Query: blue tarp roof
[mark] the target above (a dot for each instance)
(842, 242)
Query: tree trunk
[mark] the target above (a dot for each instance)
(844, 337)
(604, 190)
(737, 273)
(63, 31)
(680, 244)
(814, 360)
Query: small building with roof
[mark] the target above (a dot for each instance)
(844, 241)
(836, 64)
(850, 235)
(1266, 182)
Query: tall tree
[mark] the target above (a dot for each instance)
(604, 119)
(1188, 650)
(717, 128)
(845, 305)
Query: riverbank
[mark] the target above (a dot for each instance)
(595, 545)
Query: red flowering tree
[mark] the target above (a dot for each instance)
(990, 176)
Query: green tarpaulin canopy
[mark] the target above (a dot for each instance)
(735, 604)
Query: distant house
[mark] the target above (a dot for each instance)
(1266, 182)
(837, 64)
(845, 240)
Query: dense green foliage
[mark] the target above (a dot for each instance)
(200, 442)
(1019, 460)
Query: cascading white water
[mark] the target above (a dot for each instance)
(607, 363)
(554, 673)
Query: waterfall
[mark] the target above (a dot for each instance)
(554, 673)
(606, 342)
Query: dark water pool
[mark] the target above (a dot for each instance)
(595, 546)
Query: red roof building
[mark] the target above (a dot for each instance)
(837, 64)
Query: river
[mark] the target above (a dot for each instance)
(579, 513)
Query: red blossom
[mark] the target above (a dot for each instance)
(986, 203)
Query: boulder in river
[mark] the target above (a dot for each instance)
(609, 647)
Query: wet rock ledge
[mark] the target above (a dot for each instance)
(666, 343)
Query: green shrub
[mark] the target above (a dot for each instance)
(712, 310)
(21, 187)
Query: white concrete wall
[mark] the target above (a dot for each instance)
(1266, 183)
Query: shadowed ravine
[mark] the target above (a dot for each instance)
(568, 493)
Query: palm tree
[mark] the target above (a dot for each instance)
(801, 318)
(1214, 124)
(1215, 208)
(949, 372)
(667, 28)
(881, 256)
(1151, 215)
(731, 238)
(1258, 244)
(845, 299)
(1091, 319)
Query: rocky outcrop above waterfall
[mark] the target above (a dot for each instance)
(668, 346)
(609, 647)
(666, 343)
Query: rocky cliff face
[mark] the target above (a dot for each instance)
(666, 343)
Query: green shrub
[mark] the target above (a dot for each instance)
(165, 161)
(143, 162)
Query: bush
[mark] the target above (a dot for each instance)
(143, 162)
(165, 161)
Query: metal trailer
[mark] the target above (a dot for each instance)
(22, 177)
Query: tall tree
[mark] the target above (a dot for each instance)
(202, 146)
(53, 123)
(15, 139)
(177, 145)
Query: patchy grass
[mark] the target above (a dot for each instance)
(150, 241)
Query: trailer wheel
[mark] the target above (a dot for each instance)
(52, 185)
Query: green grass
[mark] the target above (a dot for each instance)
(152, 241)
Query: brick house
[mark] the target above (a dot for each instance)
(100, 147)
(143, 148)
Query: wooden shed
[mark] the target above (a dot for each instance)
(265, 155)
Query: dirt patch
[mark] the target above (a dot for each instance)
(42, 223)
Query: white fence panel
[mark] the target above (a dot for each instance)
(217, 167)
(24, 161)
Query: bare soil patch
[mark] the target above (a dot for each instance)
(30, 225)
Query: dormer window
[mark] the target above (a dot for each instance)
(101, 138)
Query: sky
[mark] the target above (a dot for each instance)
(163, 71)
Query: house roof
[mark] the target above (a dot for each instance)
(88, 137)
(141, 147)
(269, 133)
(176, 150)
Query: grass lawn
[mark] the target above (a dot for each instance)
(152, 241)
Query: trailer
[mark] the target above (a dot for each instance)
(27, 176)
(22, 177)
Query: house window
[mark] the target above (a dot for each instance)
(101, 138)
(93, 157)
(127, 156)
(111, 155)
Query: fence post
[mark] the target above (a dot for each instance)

——

→ What to work on
In the records, how many lines have the word "waterfall" in them? Only the number is needed.

→ Solution to the problem
2